[Provided material — start]

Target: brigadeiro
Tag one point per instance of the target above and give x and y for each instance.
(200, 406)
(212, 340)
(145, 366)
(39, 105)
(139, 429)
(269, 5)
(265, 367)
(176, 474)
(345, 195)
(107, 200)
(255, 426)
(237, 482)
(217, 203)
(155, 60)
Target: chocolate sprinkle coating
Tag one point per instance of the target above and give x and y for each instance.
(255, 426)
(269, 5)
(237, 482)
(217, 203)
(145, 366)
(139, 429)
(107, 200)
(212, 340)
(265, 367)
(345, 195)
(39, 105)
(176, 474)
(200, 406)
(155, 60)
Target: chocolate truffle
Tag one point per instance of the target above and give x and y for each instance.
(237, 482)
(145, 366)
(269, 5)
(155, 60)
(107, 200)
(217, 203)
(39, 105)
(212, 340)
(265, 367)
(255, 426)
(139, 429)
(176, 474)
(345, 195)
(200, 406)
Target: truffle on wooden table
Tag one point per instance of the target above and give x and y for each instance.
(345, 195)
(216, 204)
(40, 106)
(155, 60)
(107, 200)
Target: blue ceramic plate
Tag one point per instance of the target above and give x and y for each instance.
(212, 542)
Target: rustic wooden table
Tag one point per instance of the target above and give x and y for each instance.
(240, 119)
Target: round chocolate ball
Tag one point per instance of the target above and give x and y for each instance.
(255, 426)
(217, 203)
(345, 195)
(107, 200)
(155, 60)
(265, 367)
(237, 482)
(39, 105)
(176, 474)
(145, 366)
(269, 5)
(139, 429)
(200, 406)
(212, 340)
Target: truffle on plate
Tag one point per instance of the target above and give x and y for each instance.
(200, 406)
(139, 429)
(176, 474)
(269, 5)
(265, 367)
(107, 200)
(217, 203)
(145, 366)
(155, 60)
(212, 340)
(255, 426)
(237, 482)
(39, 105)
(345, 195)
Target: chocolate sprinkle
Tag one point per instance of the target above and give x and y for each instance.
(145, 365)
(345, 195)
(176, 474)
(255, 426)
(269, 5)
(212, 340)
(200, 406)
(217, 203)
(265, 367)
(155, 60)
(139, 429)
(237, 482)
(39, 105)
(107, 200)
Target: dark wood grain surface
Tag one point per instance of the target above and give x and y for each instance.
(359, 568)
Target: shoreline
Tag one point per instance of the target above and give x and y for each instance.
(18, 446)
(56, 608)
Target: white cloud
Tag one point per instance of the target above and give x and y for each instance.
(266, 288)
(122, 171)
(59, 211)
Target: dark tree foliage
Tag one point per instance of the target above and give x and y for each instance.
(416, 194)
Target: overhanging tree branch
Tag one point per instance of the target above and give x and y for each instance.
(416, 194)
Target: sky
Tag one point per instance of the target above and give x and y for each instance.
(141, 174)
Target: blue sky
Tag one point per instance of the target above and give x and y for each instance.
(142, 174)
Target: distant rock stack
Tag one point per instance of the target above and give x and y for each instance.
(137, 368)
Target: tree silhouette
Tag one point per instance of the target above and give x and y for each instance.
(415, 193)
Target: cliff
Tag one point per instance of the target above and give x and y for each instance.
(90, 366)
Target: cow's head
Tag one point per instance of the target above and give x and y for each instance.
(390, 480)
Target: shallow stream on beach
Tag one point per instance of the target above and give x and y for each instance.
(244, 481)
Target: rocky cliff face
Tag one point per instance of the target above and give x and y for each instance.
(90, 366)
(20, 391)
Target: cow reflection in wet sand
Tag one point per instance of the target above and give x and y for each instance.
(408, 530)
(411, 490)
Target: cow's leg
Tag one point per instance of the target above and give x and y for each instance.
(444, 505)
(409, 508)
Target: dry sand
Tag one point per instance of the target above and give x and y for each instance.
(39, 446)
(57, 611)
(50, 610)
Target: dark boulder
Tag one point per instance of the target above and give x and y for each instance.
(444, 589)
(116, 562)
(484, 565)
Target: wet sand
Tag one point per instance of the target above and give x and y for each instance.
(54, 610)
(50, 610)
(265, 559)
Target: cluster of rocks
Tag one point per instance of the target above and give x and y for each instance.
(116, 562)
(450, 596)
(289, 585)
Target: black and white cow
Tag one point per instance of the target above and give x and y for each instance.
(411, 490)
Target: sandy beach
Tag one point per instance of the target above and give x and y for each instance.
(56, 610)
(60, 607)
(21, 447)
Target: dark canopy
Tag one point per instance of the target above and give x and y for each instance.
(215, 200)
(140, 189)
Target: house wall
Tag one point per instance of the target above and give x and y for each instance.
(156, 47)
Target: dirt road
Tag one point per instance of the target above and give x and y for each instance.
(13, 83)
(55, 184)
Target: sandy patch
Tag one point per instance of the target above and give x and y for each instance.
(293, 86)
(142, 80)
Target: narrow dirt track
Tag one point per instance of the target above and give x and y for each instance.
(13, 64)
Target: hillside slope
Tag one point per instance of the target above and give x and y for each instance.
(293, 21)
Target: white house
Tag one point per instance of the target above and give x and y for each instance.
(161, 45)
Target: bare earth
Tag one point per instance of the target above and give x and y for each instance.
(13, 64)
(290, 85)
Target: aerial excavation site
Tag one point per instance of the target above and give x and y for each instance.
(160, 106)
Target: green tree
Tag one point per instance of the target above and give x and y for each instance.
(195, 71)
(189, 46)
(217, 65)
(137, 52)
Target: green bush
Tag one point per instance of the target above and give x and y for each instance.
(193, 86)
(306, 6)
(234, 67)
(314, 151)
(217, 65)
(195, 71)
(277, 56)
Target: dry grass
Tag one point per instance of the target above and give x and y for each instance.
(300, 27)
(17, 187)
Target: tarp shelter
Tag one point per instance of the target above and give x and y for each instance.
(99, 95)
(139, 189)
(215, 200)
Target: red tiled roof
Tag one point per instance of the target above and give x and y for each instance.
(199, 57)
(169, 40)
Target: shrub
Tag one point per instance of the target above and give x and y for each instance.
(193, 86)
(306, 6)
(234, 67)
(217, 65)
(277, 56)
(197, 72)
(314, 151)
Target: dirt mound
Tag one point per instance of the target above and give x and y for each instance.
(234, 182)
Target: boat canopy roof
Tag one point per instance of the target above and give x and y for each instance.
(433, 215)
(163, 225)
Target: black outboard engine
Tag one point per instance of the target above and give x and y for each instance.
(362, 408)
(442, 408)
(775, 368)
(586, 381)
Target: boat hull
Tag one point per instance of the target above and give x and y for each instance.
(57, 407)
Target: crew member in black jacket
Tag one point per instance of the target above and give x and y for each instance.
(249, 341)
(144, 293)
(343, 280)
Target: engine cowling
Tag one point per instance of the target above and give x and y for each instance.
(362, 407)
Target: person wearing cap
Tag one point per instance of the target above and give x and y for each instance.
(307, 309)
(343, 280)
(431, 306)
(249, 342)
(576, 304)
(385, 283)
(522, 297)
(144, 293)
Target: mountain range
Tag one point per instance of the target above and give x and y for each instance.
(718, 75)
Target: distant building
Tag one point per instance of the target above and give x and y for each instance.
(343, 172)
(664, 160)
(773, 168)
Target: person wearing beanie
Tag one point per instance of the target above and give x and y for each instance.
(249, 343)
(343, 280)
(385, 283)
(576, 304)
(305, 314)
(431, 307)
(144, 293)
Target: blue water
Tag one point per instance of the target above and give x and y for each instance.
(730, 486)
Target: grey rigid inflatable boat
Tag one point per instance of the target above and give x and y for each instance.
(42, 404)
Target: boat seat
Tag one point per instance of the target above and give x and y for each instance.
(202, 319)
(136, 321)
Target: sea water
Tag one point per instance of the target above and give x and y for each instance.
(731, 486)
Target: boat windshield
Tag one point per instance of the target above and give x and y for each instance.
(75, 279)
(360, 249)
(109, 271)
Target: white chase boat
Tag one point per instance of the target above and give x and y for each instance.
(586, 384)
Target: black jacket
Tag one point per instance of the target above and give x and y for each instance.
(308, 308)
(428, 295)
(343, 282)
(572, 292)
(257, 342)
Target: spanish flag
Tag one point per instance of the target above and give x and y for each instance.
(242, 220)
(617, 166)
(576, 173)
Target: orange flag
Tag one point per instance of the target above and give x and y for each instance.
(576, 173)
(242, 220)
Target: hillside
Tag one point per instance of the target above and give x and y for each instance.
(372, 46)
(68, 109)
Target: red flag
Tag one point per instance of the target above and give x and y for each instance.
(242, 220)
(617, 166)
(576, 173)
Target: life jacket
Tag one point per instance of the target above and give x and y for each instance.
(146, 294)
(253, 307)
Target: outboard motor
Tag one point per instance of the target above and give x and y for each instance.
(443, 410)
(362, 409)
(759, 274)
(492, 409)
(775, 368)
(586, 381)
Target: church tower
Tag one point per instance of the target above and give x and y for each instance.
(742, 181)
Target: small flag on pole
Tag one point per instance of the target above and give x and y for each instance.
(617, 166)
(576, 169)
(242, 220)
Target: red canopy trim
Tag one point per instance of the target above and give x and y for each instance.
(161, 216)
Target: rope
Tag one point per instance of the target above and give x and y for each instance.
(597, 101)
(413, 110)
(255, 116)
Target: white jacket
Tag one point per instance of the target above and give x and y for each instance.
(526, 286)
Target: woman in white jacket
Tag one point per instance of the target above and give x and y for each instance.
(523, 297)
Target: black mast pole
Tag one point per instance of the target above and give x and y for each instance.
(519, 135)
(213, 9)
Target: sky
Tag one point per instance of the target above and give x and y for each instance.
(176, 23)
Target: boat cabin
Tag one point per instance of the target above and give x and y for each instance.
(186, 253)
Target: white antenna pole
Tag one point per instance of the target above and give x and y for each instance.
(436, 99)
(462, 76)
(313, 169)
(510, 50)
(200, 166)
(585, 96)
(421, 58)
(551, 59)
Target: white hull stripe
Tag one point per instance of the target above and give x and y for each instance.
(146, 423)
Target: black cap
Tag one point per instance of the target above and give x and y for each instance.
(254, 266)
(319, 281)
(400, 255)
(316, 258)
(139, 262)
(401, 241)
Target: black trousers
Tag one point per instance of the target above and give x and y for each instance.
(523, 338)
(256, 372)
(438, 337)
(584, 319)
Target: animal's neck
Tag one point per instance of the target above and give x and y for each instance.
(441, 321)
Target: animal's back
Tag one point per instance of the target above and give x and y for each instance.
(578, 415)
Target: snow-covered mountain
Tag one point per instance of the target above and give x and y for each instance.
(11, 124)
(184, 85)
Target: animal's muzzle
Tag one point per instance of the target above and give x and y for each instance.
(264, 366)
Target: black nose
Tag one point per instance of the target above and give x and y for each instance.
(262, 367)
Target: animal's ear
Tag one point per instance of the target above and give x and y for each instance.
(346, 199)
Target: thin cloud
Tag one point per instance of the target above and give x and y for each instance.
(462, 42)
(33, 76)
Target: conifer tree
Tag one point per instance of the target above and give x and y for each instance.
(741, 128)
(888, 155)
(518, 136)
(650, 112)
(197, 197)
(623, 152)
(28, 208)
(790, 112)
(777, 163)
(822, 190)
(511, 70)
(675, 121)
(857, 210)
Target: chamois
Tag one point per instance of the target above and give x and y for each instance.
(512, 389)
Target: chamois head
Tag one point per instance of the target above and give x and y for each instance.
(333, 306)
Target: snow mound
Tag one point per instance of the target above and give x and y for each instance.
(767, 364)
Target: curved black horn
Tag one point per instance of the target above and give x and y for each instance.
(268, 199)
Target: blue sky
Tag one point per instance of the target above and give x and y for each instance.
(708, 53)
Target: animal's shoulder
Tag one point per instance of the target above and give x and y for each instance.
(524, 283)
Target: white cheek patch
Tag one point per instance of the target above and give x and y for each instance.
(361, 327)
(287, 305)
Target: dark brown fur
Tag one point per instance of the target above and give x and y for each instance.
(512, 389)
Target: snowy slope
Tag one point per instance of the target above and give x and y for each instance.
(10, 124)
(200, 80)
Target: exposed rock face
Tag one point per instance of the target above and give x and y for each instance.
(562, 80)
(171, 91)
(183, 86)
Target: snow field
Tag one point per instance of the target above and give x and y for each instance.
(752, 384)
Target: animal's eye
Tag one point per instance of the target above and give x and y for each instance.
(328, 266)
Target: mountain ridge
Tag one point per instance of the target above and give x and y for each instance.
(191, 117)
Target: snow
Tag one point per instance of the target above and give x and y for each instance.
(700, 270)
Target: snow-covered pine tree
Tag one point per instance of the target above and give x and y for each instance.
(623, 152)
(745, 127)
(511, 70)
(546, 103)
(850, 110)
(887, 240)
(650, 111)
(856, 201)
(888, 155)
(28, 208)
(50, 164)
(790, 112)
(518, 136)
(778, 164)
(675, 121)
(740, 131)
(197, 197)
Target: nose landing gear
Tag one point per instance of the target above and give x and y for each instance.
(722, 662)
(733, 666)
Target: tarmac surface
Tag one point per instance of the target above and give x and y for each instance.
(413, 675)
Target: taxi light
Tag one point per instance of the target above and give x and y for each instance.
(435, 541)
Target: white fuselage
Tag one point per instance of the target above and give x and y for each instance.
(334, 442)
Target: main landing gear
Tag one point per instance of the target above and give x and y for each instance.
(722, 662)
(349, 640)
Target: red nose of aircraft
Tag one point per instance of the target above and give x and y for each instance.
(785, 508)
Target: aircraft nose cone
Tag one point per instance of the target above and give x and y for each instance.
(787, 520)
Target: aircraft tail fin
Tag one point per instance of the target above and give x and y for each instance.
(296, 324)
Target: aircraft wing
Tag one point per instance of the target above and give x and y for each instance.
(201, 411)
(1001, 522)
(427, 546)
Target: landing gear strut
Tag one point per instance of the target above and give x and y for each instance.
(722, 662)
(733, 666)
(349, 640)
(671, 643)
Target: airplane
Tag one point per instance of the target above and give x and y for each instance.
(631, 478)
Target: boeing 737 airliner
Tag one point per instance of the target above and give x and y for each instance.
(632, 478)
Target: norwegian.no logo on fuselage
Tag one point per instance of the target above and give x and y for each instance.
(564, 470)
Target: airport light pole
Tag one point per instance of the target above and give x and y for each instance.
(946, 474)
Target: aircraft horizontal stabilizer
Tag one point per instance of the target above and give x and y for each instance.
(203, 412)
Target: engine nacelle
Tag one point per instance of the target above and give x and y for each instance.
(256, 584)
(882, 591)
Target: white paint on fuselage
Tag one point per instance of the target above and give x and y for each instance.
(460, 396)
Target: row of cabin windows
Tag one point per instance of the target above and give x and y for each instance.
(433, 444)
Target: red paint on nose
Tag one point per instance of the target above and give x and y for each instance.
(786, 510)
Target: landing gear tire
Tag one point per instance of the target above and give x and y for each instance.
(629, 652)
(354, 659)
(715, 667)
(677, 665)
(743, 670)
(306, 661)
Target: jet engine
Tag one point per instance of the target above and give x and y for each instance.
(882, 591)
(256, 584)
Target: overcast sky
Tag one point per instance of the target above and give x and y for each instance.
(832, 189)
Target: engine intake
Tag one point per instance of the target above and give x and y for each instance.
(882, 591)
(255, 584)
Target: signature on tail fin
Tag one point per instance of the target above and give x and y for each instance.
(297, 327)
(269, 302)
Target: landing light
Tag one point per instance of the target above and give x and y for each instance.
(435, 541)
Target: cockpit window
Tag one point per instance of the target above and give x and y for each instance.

[Provided material — finish]

Working through the records, find each line containing the word "truffle" and copy it.

Target: chocolate truffle
Target: truffle on wooden table
Target: truffle on plate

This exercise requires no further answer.